## [Instructions for the task]
Count how many lines of the listing below contain the string "black", with case taken into account. Give only the number.

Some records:
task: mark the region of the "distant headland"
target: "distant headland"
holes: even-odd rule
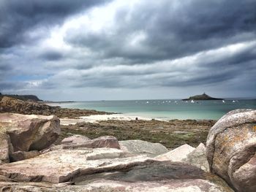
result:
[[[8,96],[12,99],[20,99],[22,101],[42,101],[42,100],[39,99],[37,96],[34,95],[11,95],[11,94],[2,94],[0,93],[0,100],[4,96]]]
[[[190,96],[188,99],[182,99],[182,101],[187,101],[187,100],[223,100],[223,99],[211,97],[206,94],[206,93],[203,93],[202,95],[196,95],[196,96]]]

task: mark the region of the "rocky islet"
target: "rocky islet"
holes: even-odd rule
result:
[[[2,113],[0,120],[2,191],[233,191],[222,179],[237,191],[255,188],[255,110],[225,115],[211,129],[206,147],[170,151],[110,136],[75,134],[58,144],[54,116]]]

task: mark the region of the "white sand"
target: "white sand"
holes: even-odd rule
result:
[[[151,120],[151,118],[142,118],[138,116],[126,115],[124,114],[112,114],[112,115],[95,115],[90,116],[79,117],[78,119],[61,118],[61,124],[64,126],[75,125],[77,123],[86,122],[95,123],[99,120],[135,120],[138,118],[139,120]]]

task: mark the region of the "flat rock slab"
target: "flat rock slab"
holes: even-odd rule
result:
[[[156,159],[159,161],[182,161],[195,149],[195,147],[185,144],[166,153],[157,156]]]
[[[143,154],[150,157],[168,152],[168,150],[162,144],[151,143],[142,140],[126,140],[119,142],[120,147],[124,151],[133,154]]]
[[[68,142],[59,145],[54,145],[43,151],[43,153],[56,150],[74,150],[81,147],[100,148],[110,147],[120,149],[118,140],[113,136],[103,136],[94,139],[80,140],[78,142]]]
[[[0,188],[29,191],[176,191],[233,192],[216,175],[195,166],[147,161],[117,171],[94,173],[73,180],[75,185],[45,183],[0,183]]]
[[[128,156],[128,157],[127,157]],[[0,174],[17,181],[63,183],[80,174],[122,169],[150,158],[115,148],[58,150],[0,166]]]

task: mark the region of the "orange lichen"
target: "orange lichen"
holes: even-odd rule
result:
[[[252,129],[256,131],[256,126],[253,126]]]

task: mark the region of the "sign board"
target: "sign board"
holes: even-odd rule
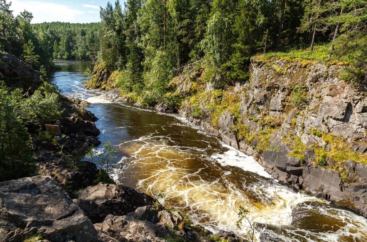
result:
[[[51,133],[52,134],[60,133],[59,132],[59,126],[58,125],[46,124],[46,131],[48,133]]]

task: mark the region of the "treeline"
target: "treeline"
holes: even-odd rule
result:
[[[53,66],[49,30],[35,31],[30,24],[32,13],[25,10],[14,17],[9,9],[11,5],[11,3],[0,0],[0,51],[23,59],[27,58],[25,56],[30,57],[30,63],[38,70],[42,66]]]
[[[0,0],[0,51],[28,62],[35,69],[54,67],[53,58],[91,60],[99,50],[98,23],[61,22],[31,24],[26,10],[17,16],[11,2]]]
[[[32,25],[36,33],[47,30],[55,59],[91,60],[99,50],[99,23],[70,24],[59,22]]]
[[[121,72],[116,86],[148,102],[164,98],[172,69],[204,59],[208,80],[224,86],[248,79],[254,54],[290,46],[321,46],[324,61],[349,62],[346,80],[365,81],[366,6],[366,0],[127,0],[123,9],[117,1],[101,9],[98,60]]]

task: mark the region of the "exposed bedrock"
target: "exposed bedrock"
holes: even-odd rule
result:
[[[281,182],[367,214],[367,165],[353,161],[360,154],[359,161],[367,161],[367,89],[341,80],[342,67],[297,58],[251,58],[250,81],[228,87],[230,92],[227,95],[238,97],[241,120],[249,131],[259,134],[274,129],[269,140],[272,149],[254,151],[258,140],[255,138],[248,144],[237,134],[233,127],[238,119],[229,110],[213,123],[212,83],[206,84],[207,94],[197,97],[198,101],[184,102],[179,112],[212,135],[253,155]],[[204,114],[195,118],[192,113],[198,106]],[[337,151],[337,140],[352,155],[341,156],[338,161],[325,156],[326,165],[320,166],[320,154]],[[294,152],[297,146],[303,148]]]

---

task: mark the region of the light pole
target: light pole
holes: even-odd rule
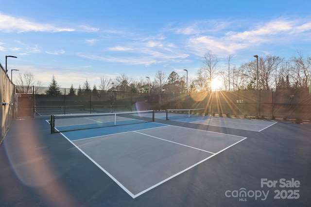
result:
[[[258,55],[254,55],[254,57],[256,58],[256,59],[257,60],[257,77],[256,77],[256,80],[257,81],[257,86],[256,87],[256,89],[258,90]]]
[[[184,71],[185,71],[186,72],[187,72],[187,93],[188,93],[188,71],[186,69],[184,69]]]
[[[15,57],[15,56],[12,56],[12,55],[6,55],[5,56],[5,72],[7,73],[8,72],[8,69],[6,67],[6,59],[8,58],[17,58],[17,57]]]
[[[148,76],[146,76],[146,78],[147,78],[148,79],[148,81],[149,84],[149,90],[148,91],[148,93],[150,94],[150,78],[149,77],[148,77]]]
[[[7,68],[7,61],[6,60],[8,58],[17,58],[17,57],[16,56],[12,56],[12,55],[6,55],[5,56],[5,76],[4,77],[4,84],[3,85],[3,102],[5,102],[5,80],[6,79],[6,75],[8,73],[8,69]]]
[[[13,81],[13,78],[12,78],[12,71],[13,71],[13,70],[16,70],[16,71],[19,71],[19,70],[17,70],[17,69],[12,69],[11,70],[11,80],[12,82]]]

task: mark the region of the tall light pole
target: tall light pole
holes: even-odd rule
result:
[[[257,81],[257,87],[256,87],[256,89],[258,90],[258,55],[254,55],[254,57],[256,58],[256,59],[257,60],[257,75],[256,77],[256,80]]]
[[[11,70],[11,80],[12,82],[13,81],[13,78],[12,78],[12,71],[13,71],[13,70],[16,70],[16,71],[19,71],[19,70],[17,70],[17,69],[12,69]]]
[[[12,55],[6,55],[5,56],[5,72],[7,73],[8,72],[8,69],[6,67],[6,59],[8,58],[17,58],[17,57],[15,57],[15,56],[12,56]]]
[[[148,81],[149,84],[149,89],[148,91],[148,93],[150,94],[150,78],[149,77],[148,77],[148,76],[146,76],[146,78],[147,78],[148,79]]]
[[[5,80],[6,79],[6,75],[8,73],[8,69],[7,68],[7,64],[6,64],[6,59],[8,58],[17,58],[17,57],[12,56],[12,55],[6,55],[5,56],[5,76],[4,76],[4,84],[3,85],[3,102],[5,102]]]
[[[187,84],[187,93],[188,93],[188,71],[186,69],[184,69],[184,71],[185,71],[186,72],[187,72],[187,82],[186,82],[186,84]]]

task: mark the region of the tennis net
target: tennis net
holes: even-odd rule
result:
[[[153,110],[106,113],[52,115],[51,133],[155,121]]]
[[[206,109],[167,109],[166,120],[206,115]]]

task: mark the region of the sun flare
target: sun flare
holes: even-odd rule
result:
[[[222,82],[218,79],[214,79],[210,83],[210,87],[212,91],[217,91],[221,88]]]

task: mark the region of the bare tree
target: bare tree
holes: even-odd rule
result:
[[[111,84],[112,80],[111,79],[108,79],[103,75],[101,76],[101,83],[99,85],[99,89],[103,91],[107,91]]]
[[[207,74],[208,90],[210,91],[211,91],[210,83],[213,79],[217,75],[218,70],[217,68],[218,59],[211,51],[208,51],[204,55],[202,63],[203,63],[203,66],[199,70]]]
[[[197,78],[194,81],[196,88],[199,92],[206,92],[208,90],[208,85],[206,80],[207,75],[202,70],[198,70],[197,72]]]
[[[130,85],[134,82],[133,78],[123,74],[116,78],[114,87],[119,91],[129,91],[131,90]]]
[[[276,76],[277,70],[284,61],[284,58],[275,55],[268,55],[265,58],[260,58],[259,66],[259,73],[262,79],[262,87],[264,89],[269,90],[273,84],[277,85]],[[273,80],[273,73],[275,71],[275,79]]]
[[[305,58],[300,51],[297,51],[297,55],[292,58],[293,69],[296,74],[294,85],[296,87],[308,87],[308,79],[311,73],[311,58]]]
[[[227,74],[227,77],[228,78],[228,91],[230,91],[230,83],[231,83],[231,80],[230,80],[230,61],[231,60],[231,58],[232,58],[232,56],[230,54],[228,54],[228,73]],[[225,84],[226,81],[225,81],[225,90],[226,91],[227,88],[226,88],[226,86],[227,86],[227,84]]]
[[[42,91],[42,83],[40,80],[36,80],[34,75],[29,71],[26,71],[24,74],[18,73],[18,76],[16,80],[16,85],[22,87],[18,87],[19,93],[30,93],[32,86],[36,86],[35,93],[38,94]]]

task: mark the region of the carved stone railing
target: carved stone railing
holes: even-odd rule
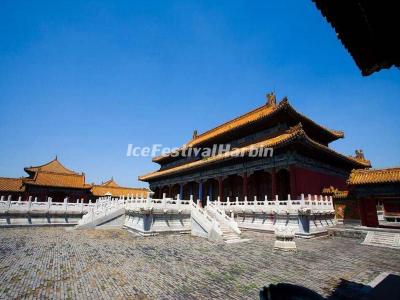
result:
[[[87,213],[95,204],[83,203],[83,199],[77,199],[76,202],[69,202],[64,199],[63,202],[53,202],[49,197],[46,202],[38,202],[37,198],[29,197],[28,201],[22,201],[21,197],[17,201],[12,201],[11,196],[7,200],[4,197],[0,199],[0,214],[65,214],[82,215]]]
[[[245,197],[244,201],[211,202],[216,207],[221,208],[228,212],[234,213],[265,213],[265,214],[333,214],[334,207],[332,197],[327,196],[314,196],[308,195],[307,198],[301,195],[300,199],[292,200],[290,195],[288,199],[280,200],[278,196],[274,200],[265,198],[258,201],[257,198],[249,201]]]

* * *

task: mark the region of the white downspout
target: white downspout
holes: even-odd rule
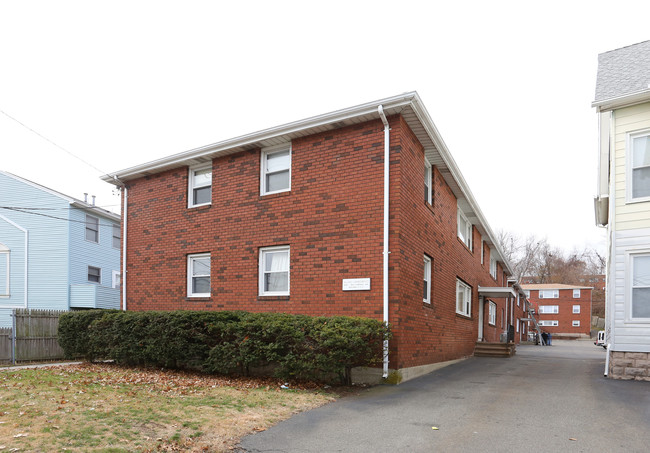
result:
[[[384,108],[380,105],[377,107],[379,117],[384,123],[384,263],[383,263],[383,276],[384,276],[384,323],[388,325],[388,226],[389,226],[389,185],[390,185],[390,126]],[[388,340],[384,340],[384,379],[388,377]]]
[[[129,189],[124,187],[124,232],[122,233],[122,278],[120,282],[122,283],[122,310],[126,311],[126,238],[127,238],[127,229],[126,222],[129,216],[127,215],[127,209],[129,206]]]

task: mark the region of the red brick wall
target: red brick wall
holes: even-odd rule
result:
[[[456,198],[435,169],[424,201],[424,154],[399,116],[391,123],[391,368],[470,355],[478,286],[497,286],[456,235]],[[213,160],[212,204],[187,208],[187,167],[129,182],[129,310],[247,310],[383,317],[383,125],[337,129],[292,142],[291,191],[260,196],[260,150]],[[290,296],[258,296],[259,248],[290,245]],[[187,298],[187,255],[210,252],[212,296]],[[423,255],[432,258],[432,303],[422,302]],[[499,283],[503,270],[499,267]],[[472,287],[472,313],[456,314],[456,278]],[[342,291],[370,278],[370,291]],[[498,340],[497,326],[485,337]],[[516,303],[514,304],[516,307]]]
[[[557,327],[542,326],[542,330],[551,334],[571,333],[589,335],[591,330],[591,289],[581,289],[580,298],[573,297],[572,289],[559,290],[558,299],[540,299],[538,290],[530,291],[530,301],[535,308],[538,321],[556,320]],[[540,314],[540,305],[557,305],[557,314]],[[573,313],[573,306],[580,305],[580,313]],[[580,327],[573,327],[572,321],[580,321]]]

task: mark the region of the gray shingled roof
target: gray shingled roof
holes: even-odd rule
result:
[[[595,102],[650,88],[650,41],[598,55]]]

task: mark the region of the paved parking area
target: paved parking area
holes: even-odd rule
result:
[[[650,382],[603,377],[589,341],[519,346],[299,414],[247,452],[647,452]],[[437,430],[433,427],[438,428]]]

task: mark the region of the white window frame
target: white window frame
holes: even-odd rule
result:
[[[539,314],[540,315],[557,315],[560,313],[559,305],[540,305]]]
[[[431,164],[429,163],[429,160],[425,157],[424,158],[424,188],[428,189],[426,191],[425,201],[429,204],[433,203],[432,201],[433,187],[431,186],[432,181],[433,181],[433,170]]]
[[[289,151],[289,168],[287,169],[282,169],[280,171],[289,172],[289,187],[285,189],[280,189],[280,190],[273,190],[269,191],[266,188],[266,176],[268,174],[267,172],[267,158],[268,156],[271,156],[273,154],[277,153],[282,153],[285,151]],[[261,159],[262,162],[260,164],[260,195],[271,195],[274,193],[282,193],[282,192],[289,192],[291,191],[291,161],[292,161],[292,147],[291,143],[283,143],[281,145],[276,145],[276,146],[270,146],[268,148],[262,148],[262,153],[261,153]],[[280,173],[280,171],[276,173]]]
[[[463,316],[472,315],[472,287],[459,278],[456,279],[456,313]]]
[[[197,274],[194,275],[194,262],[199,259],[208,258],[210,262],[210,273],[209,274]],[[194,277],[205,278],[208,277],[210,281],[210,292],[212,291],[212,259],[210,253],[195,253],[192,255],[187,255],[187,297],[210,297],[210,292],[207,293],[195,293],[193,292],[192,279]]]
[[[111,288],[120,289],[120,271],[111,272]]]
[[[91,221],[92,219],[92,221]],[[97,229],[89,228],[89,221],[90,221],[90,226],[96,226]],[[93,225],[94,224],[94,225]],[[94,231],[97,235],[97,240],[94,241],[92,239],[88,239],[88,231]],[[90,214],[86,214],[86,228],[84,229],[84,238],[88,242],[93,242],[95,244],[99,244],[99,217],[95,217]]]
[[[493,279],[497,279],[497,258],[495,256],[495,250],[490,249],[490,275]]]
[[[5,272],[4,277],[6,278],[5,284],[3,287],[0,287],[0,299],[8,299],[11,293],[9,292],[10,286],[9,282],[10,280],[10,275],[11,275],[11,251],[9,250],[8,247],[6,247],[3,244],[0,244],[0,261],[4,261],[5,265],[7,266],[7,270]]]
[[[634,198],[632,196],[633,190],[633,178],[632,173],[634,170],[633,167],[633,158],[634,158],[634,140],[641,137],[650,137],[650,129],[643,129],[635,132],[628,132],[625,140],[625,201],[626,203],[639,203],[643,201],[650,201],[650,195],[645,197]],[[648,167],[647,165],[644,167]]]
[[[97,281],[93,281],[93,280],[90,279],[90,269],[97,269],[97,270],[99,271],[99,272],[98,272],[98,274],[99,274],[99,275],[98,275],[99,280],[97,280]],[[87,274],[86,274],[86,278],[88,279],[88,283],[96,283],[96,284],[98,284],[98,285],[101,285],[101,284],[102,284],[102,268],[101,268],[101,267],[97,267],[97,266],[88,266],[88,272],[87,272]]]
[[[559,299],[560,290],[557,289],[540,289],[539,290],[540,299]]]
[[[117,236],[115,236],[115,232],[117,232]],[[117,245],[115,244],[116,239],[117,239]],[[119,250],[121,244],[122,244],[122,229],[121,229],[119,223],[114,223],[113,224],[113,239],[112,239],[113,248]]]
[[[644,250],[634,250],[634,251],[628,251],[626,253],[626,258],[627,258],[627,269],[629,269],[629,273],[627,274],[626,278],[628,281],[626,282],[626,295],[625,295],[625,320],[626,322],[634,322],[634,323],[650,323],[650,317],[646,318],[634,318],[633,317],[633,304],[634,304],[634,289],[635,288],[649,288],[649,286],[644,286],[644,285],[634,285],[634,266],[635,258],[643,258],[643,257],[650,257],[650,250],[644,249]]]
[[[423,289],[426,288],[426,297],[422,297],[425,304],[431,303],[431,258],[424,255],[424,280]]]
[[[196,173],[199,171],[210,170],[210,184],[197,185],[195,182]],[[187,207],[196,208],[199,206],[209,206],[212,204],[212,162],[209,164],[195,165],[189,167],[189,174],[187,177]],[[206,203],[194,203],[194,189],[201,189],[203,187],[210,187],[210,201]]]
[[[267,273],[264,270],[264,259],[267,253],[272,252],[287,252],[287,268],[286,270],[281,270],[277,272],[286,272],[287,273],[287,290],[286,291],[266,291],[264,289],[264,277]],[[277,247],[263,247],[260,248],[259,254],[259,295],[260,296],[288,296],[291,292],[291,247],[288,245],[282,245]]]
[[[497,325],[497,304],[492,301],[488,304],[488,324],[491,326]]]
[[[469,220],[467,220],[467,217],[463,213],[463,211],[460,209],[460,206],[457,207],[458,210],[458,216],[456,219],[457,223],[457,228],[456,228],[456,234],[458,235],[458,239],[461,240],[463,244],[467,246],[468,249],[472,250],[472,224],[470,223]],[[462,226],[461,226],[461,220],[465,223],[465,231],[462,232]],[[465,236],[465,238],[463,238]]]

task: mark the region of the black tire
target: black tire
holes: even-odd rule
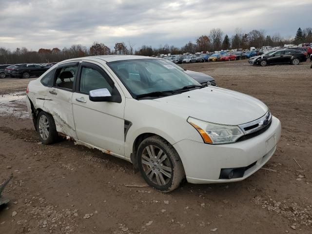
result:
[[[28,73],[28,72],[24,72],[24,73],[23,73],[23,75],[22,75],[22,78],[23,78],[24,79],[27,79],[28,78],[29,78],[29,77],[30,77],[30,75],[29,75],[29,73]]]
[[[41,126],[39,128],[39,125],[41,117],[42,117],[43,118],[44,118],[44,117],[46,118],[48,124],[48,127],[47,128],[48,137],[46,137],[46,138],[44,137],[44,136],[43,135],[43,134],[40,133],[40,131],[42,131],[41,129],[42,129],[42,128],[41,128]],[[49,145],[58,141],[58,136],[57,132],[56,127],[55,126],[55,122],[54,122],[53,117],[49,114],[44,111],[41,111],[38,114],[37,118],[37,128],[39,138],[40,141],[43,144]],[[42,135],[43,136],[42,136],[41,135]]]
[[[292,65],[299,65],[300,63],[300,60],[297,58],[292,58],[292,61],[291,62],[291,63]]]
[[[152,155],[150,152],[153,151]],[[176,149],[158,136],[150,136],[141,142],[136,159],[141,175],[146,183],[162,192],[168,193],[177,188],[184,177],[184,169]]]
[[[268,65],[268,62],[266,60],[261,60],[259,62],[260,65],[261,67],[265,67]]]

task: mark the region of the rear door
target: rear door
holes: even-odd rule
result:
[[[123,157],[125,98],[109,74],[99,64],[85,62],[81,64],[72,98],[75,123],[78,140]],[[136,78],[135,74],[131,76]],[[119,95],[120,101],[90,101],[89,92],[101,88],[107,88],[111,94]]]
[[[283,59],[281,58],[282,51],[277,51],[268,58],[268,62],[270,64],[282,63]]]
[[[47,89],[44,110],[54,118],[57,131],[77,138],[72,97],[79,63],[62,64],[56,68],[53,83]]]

## [Final result]
2